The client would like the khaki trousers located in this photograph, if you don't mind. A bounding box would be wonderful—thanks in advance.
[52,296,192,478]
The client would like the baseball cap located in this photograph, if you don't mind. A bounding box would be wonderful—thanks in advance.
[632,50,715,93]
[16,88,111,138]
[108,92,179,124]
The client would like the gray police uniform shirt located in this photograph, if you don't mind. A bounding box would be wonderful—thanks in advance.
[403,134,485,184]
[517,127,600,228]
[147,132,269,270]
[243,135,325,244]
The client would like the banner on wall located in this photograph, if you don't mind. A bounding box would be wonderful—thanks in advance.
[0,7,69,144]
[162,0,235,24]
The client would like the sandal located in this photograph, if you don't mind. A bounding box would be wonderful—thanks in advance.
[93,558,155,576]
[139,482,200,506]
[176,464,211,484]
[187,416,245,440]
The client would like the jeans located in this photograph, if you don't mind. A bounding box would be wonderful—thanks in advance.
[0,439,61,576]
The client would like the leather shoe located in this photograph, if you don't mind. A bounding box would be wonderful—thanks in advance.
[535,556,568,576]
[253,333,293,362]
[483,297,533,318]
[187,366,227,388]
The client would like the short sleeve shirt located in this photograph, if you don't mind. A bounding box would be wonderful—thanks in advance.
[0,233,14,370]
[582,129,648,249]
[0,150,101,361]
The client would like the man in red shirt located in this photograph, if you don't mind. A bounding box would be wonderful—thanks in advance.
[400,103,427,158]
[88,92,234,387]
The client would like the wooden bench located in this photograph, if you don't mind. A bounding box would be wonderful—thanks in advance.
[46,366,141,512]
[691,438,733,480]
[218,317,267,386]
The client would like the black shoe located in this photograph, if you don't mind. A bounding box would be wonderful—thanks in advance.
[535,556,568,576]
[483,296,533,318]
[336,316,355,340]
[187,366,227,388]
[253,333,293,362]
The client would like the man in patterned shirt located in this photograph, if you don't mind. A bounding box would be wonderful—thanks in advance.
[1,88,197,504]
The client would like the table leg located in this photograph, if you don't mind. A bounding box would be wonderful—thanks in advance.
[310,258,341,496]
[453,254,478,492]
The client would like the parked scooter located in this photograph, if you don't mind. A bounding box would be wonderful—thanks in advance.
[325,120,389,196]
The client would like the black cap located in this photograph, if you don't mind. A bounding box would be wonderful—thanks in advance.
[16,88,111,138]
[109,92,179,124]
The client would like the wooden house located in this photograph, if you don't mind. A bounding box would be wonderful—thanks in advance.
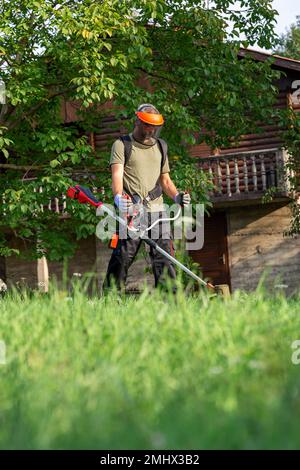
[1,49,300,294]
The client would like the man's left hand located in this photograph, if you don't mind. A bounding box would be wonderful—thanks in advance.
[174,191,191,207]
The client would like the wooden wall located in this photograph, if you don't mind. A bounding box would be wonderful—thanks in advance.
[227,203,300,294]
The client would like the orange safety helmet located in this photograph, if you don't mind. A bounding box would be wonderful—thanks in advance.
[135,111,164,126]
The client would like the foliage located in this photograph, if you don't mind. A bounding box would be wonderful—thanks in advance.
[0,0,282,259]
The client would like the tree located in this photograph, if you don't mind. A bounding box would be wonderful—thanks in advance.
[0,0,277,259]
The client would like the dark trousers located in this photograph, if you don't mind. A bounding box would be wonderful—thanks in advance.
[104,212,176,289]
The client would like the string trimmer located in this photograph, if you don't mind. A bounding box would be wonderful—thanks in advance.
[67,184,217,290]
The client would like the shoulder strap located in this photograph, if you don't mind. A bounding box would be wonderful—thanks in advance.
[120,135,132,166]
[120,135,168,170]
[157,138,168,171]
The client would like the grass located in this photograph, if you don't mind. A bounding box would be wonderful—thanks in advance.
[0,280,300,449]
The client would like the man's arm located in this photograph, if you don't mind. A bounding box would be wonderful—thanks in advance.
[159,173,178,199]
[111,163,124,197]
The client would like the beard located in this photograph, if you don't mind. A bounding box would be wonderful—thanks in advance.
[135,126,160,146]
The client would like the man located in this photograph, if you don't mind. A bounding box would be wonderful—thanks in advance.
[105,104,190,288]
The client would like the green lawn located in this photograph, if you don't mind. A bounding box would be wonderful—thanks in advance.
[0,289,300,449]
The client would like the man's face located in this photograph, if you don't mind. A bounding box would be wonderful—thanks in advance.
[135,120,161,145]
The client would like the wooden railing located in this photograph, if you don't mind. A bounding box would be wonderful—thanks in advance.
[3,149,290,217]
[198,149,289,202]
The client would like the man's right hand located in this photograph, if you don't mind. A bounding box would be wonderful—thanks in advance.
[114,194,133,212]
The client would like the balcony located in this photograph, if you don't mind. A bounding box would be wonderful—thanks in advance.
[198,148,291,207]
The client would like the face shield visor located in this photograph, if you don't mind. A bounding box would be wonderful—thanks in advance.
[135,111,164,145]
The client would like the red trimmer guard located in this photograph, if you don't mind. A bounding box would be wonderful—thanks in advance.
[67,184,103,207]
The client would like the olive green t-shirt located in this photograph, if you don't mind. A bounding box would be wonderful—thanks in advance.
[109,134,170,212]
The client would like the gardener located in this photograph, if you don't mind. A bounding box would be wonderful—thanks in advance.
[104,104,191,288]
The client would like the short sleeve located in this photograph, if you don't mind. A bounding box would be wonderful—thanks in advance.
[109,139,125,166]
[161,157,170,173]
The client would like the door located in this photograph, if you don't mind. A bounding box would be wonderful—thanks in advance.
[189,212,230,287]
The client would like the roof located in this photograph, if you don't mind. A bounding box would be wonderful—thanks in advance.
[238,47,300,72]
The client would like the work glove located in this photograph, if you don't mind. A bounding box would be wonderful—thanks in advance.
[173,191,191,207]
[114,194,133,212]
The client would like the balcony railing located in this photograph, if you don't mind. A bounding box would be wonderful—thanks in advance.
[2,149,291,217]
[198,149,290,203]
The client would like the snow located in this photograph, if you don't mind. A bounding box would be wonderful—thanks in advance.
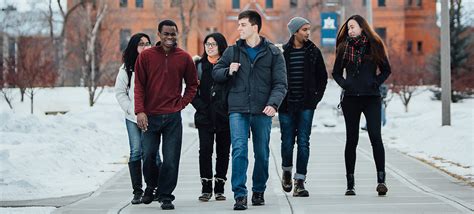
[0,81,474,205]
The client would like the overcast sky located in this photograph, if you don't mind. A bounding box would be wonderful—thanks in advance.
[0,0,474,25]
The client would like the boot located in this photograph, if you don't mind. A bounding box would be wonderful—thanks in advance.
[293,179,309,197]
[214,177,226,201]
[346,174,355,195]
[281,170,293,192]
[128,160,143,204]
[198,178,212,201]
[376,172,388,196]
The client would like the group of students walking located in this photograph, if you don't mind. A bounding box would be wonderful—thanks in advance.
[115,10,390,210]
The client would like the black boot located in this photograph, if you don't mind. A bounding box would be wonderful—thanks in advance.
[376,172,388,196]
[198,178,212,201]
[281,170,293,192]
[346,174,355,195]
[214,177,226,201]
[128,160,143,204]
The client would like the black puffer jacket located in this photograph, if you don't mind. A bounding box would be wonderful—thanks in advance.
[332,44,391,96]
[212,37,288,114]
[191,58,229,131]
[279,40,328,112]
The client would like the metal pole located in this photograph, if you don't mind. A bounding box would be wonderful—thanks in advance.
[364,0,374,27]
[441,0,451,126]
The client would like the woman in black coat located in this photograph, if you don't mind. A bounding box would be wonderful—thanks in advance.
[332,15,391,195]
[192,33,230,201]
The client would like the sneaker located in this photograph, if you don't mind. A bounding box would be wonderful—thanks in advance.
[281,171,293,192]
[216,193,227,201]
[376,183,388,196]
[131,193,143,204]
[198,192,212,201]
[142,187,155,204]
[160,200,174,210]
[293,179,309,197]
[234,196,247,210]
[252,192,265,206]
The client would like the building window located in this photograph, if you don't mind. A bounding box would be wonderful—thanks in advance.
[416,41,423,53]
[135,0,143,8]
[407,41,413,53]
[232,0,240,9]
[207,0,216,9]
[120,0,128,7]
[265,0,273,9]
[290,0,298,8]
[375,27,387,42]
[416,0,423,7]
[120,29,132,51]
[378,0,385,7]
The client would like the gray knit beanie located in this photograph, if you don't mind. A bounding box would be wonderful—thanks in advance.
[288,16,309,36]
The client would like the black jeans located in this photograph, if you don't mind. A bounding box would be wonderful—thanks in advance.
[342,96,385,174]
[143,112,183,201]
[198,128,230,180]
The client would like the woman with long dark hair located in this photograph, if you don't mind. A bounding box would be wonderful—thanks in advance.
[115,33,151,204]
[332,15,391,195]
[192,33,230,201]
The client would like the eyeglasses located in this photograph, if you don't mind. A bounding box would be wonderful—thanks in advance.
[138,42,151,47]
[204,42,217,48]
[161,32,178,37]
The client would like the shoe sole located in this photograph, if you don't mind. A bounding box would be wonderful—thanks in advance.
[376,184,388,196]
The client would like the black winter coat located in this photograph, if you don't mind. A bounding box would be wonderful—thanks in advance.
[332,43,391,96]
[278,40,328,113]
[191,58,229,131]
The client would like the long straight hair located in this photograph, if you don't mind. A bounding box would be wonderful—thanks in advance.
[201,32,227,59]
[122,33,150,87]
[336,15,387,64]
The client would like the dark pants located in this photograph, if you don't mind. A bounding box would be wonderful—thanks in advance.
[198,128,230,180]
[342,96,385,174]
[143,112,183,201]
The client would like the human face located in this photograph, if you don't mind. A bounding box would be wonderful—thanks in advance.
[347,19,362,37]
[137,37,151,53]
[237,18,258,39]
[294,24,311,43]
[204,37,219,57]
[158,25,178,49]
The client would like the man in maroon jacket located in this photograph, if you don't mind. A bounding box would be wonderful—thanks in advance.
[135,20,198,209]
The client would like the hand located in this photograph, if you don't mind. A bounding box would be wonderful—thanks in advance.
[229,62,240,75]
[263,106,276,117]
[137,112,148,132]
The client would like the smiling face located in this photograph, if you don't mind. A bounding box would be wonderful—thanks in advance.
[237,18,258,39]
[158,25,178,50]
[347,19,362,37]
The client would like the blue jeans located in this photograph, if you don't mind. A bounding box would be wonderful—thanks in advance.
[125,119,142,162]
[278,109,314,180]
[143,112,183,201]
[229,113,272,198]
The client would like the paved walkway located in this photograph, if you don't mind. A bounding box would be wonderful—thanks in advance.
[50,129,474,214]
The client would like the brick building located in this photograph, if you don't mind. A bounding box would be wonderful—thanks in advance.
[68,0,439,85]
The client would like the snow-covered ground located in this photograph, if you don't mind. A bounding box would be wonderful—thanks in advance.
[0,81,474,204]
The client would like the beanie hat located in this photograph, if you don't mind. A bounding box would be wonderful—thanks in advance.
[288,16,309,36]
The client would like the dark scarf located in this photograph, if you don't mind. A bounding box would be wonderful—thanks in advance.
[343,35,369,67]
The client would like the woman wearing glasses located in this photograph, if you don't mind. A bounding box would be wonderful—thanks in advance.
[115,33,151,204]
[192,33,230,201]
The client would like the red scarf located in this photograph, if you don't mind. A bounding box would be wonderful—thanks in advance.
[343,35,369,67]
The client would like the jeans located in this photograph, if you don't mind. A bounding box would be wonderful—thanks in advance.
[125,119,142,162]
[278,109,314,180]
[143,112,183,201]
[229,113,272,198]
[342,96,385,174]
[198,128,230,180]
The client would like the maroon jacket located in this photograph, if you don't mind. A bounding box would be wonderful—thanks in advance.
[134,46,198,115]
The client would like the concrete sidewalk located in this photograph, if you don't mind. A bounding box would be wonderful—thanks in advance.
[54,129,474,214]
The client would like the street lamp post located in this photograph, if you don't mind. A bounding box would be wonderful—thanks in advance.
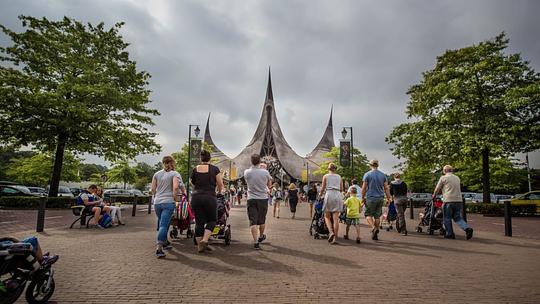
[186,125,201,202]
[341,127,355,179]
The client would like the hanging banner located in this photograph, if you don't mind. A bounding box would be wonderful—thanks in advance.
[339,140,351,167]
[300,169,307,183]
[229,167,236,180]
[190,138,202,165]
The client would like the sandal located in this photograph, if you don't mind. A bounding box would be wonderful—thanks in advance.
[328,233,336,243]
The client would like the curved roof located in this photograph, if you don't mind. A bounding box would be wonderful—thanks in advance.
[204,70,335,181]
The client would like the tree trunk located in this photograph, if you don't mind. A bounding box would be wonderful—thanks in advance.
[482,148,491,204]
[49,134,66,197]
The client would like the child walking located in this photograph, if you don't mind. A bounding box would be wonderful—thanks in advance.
····················
- Set problem -
How many lines of the records above contain the word "roof"? Reply with the number only.

- Exercise response -
2